→ Your instructions
Give back every record exactly, images excluded.

---+---

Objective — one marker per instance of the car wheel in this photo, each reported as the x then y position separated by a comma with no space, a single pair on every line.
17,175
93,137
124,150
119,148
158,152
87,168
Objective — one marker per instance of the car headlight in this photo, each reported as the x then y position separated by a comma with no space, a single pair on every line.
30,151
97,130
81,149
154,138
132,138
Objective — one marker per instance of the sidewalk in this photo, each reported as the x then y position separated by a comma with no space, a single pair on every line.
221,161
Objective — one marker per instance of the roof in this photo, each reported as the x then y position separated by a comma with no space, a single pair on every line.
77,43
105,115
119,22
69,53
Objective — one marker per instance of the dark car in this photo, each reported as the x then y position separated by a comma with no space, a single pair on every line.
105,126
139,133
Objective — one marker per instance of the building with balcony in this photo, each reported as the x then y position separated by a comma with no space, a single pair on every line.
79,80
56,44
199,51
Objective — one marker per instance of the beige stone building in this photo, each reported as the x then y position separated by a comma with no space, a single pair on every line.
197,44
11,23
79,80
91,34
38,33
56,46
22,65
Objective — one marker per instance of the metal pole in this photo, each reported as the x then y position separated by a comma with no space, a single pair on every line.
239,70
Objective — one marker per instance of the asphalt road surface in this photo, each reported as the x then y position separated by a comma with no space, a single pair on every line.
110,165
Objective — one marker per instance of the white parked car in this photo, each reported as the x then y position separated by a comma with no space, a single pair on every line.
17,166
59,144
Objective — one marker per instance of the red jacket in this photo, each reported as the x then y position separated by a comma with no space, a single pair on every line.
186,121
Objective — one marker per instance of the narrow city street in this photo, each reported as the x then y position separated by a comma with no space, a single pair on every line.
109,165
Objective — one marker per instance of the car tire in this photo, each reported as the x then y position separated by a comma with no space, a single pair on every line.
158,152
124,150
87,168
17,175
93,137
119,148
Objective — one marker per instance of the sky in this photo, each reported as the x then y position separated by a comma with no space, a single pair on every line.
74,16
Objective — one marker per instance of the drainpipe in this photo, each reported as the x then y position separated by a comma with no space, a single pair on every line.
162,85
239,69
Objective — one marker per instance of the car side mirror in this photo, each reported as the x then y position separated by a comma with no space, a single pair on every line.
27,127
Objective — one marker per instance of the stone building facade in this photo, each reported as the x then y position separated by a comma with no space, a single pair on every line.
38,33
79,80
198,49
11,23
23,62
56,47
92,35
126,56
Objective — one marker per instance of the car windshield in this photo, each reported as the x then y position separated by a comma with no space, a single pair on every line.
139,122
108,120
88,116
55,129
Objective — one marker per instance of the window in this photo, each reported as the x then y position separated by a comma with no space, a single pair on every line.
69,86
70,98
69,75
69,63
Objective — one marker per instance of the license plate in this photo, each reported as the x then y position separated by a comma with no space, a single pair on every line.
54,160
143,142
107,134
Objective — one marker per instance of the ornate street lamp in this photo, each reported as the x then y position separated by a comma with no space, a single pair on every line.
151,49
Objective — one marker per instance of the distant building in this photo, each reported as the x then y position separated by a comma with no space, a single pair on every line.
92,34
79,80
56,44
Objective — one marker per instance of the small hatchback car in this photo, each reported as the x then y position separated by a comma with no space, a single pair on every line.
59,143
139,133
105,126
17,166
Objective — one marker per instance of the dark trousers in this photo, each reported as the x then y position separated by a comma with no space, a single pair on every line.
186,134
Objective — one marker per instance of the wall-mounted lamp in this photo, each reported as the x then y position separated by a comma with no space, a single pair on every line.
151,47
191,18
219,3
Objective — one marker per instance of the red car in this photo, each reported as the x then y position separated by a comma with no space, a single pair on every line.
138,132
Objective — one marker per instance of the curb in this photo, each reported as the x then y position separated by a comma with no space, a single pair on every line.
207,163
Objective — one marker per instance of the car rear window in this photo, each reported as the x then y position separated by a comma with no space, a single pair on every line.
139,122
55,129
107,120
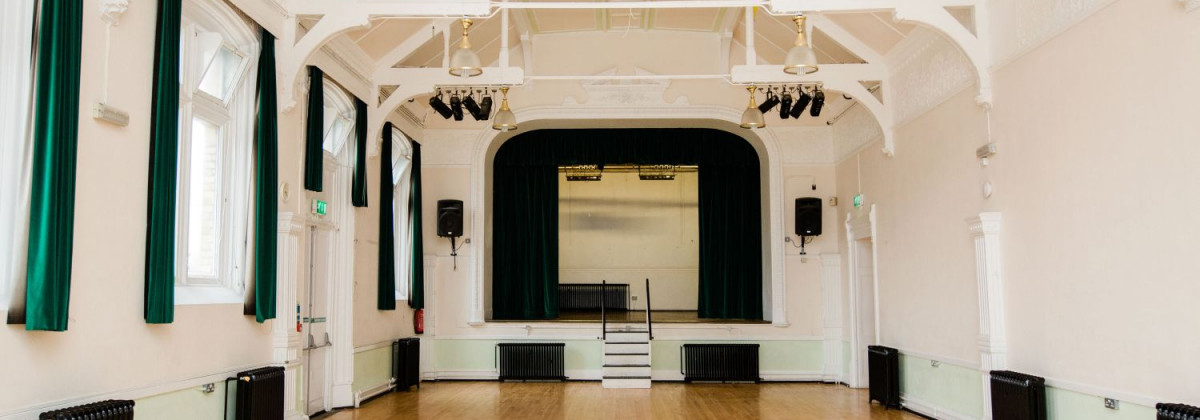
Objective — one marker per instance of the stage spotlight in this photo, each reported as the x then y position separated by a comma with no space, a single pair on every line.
456,107
439,106
771,102
785,105
817,103
471,105
802,102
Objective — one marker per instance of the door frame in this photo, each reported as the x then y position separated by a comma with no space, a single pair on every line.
862,228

---+---

→ Solution below
Objective — one marker per instance of the car wheel in this photo, each reported as the x then y position separated by a comma with no space, a single pair on every line.
17,175
93,137
124,150
119,148
158,152
87,168
Objective — one marker per instance of the car headlight in this photo, each reported as the x then y position separated by a comma with no space, a single pair on every line.
30,151
97,130
81,149
154,138
132,138
Objective — one marker per instance of the sidewalk in this photo, each reported as the x then y position separated by a comma with no space, a single pair on every line.
221,161
Objective — one marker per instance of the roof in this photo, each reported as the x then y position separated by a comma with no space, a single pair on every line.
77,43
105,115
119,22
69,53
Objective — one marker per instance of the dark car in this photo, each reported as the x then y position separated by a comma with no space, a single pair on every line.
105,126
139,133
Objective — one marker per instance of the building with balcony in this photo, each reported as the x then y position separated by a comma with no space, a single pair on every line.
79,80
56,44
199,51
Objective — one marker per instance of the beige stone building in this photo, each reported as the x then y position separated by a comma with no space, a single pair on every line.
197,44
11,23
79,80
91,34
38,33
56,46
22,65
Objective — one marker per instance of the metal pole in this photo, each reported as the x then y position separated by a comma with no space, a single pair on every line.
239,70
Objective — one marker per instance of the asphalt road surface in this photo, each reported as the x then y position separated by a comma with no space, a single pair on every line.
110,165
Objective — one marker per instance of the white parked car in this photo, each reported as the x then y position separated by a comma with no space, a single pair on every line.
17,166
59,144
Objective — one marker per instance of the red jacket in this photo, each reported as the x then y position separated by a comma with no space, a single pair on every line.
186,121
Objective — one marker per instance of the narrow city street in this photo, each reported as the x then y position separated by a comma with no space, a single pair on every line.
109,165
Objective — one marker per instance of the car tire in this photo, each reported as the x then y position separated by a comma with no space, a single pair on every line.
158,152
124,150
87,168
17,175
93,137
119,148
Objective — one marker per instance of the sky in this photo, each reported as the x then y position separated by a comma with no space, a single pair on every line.
74,16
Objective — one marker per instance of the drainpipe in this photo, each reported as the x then y position separated by a comma with no space, a single pair on every line.
162,85
239,69
Objective — one marker per instance of the car side mirror in this photo, each reported as the x then y position separated by a comma with no space, a single pair on every line.
27,127
Objective — one marker per instance of the stone building facade in this photo, each reported as the x then y position separated by a comma with no space, a single pair on every line.
38,33
79,80
198,49
11,23
23,62
56,47
92,35
126,56
Objective — one marker per instance of the car windshield in this photo, each reported as the x then y position separated by a comma with no space, a single pair on every line.
139,122
108,120
88,116
55,129
Objective — one marker per instance of the window in this photo, each reported as the x then y position separated by a comma with no space, a single pair on every line.
69,86
70,98
69,75
69,63
Objective — one marker per instance of the license plate in this photo, each reported as the x then y position separated by a comma with no space, a single pair on every line.
54,160
143,142
107,134
Objective — one marker per instance of the ornate street lamp in this photo, each reported as the x then y position separated by a comma with no space, a single pair on every line.
151,49
Objective — one marker per instance of the distant building in this photo, each reported as the x then y position separated by a comma with no space, a single pair on every line.
92,34
79,80
56,44
Objective — one marker per instance of the small hatchback car in this photo, each reported as the x then y position separated by a comma with no space, a single pair on every line.
59,143
139,133
105,126
17,166
Objective — one marker per instance of the dark trousers in this photo, each reported as the x then y position separated by a comma with no space, a single pair on every line.
186,134
Objective — one marker per instance of the wall-mounted lamp in this photo, each reported as the x then y position separated by a comma with no space, a single pair on every line.
151,47
191,18
219,3
Objective — one marker per instance of the red car in this photo, each reported as the x then y position separated by a comma with no space, a single pair on every line.
138,132
Objective — one marker per instance of the curb in this photo, each reported as the x then y position separated by a comma with no space, a single pair on every line.
207,163
Objective — one marker per instance of the car rear window in this photo, each reported as the x then y position separated by a comma with no space, a single pair on every line.
139,122
55,129
107,120
Objective — one marker per instance of the stage spotlight in this photo, each reported as the x then y position separated by a comma with no space, a single pair on every line.
456,107
439,106
771,102
785,105
817,103
471,105
802,102
Objective — one marker per instance of the door frame in this photo, each reported as the x then y position separated by a comma with no space, a single pair on every line.
862,228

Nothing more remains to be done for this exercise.